_引用文_

--------------------------------

9/14 18:00〜19:30 映像を通して再会できました!!!
20240915新井英夫くんへ 藤原惠洋メッセージ
昨夜9月14日(土)18:00〜19:30 YCAMで「とけていくテクノロジーの縁結び」映像作品を鑑賞しました。
私+連れ合い(藤原馨)+河村一郎さん(山口県山陽小野田市在住の仙人・元半導体エンジニア)
会場は前後の観客席をさらなる善男善女が埋め尽くす、おお盛会ならん。
当日のプログラム仕立てを事前に知らず、午後2時半、会場へ自家用車で到着。
暑さを凌いでいたら、15:00〜17:00 事前にフォーラムがあるとのこと。それじゃ聞こうかと会場で合流した山陽小野田市の仙人河村さんと聴講へ。会場は盛会ならん。
フォーラム「Art for Well-being-表現とケアとテクノロジーのこれから」
スクリーン向かって右手に自動音声認識システムを利用した字幕あり。素早さに驚く!これはえ〜わい(AI)。途中で、「工学」を経費がかかる「高額」とまちがってくれて愛嬌あり!
冒頭、一般財団法人たんぽぽの家の小林大祐さん、たんぽぽの家ならびにArt for Well-beingプロジェクトの説明。アートやケアを通して障害のある人の生きる力を高めること、誰もが生きやすい社会をデザインする、とわかりやすい。
続く緒方壽人(デザインエンジニア、Takrmディレクター)さんは私たちがいつ何時、病気や事故にあったり、加齢・高齢化しても、引き続き表現活動を継続していくことができるようにVRやMRを用いながらサポートできると実践を紹介、とりわけたんぽぼの家の障害のある人たちとの試行的取り組みを報告。

--------------------------------

_課題の要件_
上の引用文によると、フォーラムでスクリーンの右手に表示された字幕は、どのようなシステムを利用していましたか。

データ一覧:

--------------------------------

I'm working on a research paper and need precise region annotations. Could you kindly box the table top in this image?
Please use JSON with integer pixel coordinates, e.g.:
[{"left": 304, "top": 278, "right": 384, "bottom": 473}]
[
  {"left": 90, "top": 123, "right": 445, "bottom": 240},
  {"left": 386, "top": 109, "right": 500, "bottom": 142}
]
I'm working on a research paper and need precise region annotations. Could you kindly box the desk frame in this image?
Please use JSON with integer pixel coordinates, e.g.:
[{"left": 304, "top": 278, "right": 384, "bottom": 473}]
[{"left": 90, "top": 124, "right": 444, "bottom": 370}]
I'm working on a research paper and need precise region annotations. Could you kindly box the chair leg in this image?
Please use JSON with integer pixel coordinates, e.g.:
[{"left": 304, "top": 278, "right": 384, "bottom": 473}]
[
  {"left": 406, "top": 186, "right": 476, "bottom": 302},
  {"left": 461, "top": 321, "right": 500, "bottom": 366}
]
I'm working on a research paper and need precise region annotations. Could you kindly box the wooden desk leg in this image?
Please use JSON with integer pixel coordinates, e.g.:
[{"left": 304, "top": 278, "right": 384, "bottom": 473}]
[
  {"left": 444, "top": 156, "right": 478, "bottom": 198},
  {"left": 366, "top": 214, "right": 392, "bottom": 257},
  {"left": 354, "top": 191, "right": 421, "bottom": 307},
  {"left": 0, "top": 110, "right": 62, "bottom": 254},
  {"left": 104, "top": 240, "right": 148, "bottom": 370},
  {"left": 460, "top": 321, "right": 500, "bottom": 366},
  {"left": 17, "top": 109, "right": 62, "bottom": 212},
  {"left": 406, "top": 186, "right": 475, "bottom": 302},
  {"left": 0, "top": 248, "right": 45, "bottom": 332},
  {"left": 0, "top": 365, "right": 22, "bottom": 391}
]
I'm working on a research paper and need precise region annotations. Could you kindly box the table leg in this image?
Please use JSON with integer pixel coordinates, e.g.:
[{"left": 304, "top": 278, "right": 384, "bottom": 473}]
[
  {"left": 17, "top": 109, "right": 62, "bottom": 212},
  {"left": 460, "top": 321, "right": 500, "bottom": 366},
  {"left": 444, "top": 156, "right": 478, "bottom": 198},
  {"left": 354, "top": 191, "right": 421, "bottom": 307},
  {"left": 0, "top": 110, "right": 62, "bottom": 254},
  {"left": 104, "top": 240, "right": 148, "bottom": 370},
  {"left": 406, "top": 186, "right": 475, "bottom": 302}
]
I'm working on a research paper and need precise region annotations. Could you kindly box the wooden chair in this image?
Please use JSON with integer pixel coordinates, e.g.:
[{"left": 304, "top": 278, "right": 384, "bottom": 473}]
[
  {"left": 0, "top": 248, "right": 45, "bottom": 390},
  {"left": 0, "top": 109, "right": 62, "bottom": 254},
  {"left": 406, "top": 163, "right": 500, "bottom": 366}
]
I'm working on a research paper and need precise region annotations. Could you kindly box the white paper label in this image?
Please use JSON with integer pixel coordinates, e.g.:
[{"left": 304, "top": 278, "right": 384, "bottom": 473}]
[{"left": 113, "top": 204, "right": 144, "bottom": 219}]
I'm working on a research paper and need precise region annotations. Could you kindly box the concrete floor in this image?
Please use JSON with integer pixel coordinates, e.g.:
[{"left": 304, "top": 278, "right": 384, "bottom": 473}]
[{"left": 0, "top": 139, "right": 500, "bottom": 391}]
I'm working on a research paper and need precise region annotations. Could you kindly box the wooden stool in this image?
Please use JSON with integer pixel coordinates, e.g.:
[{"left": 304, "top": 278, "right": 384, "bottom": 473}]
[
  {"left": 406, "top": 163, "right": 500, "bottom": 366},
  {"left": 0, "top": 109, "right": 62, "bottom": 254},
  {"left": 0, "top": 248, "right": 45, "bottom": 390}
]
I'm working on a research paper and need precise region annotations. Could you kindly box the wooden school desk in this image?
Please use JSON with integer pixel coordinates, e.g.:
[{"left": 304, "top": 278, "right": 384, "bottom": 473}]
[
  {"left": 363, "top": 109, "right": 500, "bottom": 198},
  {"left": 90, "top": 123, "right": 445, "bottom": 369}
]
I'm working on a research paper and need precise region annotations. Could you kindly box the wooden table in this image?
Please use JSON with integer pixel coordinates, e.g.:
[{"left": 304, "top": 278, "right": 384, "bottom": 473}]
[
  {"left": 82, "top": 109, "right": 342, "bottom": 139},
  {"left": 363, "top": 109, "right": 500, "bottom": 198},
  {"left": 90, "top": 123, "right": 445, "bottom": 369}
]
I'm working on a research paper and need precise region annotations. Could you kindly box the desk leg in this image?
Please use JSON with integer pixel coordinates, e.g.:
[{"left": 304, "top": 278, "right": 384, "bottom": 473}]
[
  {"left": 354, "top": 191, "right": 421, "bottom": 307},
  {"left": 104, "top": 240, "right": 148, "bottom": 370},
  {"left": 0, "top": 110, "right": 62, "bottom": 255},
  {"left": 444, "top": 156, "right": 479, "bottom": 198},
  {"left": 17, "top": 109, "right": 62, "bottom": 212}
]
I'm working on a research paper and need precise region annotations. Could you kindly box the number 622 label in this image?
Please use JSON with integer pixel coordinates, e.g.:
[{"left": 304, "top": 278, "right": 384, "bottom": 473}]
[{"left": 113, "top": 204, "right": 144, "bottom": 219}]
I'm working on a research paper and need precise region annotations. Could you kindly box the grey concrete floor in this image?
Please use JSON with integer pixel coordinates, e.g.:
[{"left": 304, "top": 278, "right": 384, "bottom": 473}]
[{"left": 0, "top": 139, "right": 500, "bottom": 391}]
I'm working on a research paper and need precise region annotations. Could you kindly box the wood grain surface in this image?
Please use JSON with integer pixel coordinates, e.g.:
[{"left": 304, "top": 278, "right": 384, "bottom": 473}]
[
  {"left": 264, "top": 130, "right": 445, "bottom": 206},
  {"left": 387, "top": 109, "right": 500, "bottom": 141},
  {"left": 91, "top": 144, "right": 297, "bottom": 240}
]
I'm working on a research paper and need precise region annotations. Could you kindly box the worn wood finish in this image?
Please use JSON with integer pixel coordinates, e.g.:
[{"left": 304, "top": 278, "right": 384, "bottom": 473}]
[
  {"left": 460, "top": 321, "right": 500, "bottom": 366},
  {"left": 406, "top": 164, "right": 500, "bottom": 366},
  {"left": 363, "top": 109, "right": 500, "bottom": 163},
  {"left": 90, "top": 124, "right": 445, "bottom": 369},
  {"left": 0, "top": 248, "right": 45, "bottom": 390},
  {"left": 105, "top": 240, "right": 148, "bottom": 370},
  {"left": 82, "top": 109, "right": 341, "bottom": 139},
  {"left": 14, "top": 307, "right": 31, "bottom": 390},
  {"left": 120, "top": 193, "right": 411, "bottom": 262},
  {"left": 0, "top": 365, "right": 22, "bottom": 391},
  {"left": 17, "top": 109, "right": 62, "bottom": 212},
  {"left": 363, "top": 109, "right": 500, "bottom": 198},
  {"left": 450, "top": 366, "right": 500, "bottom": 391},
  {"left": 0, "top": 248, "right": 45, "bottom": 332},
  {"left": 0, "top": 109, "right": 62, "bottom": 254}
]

--------------------------------

_期待される出力_
自動音声認識システムを利用していました。